Senior SRE Engineer - Belmont, United States - RingCentral
Description
RingCentral's cloud-based communications platform connects more than 2 million users worldwide.
Are you looking for an opportunity where your skills and passion make a difference and where your voice will be heard?
We're the #1 global cloud-based, communications provider, growing at more than 30% annually, and we're looking for team members with an entrepreneurial spark We build a high-available cloud-based contact center that combines all kinds of telephony features and many digital communication channels with customers (WhatsApp, Facebook, Twitter, email, SMS, etc.) into one service. We develop a modern and reliable product that helps companies be closer to their customers and respond to their requests as quickly and efficiently as possible.
You will be a part of the team responsible for running our product and its cloud infrastructure. You will contribute to the product and infrastructure focusing on availability, maintainability, and scalability. You will apply the best practices of site reliability engineering, operational discipline, and automation.
You should be motivated, organized, excited about technology and SaaS products, a thorough critical thinker, and relentless in code quality, scalability, latency, and platform stability. Our culture is motivational, constructive, and positive. We value teamwork, camaraderie, and collaboration. If you're up for a fun challenge, we want to hear from you.
Technology Stack: AWS, Kubernetes (EKS), Aurora RDS (PostgreSQL/MySQL), Kafka, Argo CD, Prometheus, Jenkins, GitLab CI, Terraform, Ansible, Python, Java, Ruby.

§ **Dataset content**
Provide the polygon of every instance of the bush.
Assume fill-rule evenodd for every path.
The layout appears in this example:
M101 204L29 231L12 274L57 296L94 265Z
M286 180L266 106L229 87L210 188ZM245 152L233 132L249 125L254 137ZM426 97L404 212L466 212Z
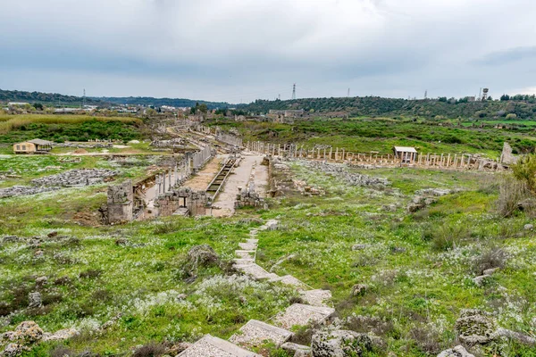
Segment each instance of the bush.
M532 215L536 210L527 203L531 196L526 182L515 179L510 175L504 176L498 187L498 212L503 217L510 217L524 207L524 211Z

§ **Tasks to complete**
[1] Translate this sentence from the job posting into Spanish: "Our culture is motivational, constructive, and positive."
[2] Reproduce word for word everything in the job posting from "Senior SRE Engineer" down to "efficiently as possible.".
The data is separate material from the job posting.

§ **Outputs**
[1] Nuestra cultura es motivadora, constructiva y positiva.

[2]
Senior SRE Engineer - Belmont, United States - RingCentral
Description
RingCentral's cloud-based communications platform connects more than 2 million users worldwide.
Are you looking for an opportunity where your skills and passion make a difference and where your voice will be heard?
We're the #1 global cloud-based, communications provider, growing at more than 30% annually, and we're looking for team members with an entrepreneurial spark We build a high-available cloud-based contact center that combines all kinds of telephony features and many digital communication channels with customers (WhatsApp, Facebook, Twitter, email, SMS, etc.) into one service. We develop a modern and reliable product that helps companies be closer to their customers and respond to their requests as quickly and efficiently as possible.